With the line containing "Target: wooden barn" as the starting point, output every line of the data below through its final line, character for character.
---
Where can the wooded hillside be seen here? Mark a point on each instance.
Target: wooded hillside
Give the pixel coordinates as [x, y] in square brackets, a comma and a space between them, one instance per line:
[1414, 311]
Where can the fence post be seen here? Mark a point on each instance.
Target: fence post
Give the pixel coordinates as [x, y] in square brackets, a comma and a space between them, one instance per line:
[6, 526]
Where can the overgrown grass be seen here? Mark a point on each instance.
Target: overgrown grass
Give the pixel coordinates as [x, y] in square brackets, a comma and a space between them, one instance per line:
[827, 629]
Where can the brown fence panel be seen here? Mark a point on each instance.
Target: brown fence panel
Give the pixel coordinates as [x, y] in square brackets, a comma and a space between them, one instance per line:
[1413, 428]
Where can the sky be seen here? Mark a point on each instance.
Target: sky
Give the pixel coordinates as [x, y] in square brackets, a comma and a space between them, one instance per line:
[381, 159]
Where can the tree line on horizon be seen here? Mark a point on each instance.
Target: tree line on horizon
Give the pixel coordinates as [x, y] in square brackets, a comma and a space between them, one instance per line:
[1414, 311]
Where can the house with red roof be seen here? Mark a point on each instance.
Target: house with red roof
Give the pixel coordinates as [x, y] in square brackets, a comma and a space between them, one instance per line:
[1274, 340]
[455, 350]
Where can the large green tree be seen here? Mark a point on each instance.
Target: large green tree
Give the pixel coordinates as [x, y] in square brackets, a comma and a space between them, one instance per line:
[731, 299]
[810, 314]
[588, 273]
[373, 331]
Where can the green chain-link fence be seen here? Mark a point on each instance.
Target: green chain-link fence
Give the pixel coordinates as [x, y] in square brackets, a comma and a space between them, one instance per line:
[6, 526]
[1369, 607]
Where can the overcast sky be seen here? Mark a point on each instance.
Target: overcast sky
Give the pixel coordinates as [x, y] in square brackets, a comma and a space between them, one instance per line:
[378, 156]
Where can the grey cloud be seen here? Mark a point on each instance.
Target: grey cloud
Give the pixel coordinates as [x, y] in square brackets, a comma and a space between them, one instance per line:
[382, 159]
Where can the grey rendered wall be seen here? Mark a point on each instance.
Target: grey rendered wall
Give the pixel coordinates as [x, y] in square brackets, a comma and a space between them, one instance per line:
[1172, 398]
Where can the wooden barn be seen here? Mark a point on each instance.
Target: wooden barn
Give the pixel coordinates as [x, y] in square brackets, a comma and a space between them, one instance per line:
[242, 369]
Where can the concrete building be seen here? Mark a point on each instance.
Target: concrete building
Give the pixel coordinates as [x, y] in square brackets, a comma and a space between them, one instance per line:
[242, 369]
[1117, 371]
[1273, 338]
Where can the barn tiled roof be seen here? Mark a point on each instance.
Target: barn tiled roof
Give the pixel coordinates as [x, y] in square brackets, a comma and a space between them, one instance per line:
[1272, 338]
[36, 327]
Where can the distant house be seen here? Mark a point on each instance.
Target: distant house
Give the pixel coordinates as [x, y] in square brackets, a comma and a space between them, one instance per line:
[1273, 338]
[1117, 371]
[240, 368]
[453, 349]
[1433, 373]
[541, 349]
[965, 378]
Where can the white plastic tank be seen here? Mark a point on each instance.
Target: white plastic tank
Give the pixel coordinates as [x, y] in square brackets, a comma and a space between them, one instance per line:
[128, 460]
---
### TASK RESULT
Target: wooden barn
Give the pixel coordinates as [x, y] in square brackets, a comma and a space between them, one instance per line:
[242, 369]
Where can the concrete building be seen here? Mark a point on each instance.
Target: concrete building
Give the pixel coordinates as [x, y] in square brackets, a comma and a space between them, one instance per line:
[242, 369]
[1117, 371]
[1273, 338]
Where can the barn tiled roof be seen here? Mark a point on each instance.
Target: barn tiled roof
Give the pixel coordinates as [x, y] in square brackets, a comma and a space between them, one instance per line:
[1272, 338]
[36, 327]
Where can the distant house be seen here? Mark a point on each instance.
Target: distant house
Give the pixel coordinates as [x, y] in square brackets, a comma and a space between them, one instance per line:
[1273, 338]
[1117, 371]
[240, 368]
[453, 349]
[1433, 373]
[541, 349]
[965, 378]
Where can the white plastic tank be seen here? Mark a point on each instance.
Target: white plastic tank
Give the pixel coordinates as [x, y] in square brackets, a comma and a space between them, one instance per line:
[128, 460]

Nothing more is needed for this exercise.